**WORK INSTRUCTION:**
Tally the lines in the records underneath that contain the string "framed", and state the figure by itself.

Natural language region descriptions:

****************************************

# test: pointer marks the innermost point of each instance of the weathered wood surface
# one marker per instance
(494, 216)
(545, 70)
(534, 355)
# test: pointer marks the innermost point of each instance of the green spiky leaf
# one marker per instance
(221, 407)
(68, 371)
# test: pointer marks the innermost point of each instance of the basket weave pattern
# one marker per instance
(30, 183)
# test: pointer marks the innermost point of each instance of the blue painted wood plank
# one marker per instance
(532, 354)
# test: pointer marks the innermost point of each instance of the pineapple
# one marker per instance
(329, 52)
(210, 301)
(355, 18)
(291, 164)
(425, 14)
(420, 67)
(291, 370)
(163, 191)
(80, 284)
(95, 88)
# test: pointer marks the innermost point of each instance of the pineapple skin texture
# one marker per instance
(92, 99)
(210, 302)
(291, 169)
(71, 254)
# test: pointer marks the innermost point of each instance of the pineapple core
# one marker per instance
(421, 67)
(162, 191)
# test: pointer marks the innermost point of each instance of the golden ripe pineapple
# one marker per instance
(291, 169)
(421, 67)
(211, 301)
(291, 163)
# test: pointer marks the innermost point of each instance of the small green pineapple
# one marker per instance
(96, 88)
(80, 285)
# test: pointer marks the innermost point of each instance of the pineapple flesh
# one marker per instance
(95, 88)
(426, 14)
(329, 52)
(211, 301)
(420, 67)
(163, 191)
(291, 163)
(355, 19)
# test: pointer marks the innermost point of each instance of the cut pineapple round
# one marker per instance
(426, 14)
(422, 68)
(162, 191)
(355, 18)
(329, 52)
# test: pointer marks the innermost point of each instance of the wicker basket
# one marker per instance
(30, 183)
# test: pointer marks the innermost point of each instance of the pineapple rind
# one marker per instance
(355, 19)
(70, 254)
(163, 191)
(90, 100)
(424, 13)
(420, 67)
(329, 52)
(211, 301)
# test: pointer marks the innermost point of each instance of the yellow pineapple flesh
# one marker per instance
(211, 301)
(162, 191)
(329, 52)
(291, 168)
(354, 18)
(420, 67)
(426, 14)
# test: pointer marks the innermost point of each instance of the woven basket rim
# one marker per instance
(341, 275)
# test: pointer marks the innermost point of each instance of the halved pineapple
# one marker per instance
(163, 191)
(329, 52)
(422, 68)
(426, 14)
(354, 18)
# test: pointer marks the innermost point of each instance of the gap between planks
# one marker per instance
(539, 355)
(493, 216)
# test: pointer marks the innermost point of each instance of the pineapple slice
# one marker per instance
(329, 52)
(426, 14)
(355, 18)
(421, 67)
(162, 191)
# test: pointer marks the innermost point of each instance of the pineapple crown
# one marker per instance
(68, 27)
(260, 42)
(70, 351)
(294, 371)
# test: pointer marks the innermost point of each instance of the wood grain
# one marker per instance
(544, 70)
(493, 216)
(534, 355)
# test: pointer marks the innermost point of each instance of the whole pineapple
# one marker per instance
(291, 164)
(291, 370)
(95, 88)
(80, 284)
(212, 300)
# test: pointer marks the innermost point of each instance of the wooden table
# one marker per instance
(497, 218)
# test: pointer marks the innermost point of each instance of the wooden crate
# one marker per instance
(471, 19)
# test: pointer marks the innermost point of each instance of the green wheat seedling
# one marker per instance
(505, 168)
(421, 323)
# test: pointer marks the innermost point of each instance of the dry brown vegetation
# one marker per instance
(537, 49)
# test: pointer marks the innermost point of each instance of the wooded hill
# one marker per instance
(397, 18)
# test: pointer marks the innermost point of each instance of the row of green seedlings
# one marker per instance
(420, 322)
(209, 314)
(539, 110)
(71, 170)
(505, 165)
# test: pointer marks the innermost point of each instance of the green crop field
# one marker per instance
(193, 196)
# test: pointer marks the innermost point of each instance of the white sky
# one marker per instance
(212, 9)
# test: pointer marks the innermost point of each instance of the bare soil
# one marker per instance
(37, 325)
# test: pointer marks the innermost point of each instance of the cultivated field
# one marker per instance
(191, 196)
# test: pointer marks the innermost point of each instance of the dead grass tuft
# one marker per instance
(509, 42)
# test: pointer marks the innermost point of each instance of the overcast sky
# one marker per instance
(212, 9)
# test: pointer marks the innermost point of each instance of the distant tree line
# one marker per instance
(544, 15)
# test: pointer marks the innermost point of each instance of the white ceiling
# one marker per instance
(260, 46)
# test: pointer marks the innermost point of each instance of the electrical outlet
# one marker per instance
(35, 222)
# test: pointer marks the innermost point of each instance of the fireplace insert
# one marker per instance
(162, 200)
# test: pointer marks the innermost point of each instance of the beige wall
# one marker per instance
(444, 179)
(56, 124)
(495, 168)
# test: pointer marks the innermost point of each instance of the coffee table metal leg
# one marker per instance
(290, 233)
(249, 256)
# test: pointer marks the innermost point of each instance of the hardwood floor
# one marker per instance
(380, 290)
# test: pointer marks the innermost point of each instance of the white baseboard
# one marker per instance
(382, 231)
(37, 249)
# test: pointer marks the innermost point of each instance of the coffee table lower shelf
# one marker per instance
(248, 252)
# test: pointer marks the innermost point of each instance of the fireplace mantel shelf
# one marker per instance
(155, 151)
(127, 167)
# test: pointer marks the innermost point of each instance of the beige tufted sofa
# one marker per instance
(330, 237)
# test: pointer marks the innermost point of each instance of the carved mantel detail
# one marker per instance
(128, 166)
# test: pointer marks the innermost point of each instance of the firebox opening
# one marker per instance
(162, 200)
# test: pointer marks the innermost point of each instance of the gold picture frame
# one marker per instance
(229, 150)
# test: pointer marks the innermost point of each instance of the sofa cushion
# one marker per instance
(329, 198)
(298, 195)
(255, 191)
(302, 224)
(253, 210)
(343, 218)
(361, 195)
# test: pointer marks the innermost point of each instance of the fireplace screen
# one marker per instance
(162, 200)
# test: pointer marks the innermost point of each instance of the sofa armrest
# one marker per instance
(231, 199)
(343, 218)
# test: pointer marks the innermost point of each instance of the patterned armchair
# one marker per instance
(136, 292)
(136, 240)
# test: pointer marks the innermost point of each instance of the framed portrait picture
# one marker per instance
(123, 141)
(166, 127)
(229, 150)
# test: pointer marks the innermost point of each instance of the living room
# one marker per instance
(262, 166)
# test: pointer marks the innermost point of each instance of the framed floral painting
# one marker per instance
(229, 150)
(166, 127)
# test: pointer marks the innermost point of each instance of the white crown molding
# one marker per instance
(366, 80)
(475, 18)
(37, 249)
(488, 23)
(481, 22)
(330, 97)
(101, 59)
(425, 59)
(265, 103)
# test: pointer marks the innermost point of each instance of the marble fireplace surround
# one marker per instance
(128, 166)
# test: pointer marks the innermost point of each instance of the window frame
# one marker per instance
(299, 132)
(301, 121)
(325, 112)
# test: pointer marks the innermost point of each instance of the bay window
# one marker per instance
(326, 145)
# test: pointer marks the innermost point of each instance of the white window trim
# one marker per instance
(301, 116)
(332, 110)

****************************************

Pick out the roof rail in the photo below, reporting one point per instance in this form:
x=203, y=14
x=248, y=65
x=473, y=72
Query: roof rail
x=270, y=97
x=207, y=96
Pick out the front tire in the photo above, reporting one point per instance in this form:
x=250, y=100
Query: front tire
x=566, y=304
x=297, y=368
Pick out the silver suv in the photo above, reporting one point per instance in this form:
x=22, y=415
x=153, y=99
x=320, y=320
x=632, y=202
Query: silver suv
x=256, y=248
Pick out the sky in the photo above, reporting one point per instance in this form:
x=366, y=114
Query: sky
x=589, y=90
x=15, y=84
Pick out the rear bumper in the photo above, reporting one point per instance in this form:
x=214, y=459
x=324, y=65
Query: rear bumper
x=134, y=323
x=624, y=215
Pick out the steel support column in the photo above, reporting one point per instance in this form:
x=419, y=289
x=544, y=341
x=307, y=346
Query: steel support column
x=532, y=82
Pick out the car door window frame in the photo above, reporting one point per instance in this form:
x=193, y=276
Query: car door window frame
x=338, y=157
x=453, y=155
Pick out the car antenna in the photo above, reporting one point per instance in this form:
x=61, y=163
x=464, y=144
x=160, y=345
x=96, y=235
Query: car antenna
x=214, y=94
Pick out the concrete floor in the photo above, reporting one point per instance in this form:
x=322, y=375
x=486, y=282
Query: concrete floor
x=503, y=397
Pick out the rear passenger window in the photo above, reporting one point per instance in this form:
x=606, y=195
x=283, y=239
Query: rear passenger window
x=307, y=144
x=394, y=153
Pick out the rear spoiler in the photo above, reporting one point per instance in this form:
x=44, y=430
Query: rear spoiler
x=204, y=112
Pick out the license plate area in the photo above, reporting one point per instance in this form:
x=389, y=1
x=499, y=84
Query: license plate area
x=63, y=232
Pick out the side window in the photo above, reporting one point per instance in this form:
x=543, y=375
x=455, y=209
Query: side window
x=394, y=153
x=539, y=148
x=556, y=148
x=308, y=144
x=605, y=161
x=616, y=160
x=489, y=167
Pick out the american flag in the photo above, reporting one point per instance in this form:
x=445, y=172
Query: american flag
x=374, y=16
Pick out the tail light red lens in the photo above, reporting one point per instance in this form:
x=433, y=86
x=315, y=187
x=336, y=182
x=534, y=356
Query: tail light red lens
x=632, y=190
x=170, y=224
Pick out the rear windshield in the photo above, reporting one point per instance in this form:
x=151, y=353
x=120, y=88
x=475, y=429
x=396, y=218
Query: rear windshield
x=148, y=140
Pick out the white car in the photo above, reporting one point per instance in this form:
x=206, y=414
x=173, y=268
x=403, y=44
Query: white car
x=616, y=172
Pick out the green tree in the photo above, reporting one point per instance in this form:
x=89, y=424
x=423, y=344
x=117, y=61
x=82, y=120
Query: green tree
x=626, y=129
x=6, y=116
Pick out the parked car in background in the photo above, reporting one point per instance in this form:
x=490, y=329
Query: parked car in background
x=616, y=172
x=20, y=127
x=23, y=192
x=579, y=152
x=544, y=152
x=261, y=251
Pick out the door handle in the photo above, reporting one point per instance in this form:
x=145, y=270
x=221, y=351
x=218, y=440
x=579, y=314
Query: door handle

****************************************

**EXERCISE SOLUTION:**
2